━━━━━ SOURCE MATERIAL ━━━━━

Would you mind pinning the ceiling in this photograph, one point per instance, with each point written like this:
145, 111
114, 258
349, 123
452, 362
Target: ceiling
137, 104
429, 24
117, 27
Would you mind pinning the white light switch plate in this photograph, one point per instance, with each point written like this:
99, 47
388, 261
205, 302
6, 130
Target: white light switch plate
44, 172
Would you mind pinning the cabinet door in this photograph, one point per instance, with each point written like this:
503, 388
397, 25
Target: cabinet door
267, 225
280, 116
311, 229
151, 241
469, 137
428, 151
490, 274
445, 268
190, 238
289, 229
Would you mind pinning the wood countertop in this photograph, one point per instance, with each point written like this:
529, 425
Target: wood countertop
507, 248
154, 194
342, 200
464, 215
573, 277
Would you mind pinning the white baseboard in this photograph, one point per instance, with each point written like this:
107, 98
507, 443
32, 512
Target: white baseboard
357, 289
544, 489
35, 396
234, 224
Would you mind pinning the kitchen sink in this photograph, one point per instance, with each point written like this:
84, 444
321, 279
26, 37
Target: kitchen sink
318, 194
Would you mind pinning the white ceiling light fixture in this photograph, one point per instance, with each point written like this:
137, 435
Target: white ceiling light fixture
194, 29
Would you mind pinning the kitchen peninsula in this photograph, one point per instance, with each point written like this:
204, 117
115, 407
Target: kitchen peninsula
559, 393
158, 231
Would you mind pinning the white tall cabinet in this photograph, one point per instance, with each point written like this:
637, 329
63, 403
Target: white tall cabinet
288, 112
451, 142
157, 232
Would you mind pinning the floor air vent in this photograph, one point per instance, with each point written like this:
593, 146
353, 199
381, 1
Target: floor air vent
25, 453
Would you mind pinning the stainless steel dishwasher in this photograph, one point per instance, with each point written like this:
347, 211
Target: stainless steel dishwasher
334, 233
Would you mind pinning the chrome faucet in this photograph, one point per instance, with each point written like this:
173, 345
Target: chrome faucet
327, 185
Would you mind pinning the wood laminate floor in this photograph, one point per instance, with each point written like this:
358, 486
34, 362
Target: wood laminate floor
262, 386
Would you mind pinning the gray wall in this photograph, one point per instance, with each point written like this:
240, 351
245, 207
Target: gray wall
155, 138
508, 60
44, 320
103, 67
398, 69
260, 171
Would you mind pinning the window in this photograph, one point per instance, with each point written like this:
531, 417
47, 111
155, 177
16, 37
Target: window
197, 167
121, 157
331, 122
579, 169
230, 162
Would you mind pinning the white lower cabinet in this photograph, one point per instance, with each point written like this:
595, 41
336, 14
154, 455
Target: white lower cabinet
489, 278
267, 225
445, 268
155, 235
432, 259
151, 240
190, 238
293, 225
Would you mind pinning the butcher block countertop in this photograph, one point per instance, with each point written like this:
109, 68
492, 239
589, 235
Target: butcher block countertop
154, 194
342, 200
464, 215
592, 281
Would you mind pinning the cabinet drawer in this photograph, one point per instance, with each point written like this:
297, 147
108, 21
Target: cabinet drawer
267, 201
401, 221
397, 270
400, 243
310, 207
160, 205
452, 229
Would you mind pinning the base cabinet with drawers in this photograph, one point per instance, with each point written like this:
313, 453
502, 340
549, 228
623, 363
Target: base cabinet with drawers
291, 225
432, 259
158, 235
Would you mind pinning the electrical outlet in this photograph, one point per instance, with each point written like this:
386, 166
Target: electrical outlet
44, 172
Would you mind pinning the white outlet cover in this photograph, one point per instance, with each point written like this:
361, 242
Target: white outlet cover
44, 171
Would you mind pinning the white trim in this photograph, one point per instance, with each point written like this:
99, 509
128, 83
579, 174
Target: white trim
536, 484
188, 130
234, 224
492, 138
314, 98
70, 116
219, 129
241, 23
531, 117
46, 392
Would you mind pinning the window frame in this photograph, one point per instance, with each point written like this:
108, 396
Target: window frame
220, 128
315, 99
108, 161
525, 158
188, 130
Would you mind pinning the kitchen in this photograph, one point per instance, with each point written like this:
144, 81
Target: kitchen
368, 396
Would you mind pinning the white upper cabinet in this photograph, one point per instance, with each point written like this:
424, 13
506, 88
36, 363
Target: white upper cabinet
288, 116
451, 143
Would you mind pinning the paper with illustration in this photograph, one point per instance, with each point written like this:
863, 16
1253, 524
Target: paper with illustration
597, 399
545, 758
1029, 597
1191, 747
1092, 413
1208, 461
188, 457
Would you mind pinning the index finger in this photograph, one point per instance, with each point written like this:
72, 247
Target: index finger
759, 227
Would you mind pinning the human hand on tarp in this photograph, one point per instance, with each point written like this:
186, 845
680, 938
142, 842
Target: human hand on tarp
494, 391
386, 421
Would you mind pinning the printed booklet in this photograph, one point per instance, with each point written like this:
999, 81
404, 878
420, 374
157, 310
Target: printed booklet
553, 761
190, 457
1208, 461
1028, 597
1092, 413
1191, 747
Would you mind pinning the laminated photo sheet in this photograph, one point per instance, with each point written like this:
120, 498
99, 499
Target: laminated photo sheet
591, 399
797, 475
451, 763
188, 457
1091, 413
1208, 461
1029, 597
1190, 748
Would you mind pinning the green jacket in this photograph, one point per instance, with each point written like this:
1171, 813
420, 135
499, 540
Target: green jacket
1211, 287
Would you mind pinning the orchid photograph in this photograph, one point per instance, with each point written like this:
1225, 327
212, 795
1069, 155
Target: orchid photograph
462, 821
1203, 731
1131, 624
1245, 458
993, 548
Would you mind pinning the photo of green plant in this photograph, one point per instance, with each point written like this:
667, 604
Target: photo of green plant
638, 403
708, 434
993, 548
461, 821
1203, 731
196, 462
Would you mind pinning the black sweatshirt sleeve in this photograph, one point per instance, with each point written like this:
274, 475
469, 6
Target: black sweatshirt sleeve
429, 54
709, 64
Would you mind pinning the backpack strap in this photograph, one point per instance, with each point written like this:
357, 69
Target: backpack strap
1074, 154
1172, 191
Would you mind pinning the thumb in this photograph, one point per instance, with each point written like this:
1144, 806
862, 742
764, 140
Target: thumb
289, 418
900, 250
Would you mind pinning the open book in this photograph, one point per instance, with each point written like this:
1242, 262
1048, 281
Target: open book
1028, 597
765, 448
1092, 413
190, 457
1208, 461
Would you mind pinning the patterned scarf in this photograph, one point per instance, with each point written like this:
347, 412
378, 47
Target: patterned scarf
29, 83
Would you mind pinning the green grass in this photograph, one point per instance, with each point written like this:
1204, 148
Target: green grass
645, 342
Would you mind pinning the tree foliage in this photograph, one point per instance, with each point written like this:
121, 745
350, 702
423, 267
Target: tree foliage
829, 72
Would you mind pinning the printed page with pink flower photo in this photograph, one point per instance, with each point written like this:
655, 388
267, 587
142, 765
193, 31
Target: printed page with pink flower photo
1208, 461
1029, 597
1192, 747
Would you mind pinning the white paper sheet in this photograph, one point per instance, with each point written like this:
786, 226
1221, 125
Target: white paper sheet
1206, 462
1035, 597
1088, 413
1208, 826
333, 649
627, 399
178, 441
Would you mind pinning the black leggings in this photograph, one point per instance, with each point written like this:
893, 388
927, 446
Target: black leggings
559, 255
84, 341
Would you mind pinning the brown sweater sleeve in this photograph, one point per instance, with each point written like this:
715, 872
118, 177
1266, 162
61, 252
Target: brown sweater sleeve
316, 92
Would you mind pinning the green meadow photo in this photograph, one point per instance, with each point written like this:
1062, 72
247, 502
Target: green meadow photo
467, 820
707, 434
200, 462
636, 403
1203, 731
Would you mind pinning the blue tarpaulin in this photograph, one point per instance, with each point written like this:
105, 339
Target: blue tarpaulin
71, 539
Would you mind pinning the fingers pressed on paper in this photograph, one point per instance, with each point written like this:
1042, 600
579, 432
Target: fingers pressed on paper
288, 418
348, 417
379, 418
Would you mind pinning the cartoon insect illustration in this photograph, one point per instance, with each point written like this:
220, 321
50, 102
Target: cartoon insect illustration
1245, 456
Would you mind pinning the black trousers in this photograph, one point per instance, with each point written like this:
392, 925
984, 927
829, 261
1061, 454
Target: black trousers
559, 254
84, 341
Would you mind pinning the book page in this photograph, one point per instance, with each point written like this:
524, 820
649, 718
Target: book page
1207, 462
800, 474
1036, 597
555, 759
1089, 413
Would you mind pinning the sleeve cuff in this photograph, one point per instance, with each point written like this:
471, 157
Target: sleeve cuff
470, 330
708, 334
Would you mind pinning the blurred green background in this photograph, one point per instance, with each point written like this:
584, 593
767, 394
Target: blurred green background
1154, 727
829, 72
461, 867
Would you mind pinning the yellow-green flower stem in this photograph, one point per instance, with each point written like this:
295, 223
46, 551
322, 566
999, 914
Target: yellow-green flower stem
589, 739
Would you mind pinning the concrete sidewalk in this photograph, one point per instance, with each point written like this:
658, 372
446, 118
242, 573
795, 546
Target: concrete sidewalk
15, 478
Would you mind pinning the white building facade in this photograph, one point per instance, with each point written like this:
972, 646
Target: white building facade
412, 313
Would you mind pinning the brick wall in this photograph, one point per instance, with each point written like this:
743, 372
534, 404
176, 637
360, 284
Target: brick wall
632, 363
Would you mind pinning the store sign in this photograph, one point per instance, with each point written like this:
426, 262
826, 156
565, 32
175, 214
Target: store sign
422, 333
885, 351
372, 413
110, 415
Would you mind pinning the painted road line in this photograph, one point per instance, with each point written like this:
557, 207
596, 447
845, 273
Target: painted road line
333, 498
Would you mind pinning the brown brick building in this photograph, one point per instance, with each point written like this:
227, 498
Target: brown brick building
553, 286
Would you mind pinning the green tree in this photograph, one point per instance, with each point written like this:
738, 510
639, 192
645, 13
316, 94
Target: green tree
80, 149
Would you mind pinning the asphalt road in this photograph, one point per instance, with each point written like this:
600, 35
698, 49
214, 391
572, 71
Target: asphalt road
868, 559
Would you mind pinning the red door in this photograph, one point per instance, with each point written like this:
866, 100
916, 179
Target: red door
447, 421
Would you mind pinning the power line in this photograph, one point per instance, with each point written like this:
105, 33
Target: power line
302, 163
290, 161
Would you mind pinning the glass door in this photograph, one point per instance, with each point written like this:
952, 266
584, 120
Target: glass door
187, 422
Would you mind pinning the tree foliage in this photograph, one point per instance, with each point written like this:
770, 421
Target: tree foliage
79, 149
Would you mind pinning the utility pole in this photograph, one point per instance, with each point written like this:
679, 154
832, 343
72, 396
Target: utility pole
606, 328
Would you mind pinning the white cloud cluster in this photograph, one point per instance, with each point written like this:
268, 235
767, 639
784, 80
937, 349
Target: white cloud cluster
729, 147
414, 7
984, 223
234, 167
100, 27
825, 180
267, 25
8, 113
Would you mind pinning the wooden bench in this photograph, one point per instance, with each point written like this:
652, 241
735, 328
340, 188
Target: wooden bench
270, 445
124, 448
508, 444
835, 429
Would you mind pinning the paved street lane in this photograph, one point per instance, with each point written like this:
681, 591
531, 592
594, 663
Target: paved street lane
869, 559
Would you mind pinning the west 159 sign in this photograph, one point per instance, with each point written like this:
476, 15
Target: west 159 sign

━━━━━

WHAT IS NEEDED:
In the data above, start at the line that has "Would you mind pinning the gray", stop after the line that has "Would you mind pinning the window in", and print every line in between exactly as it stands.

TASK SOLUTION:
Would you mind pinning the gray wall in this photograph, one point per instance, with each point written like this:
240, 351
245, 207
Target: gray wall
155, 138
508, 60
44, 320
103, 67
398, 69
260, 171
Would you mind pinning the window in this photograph, one point per instance, with each point written like this:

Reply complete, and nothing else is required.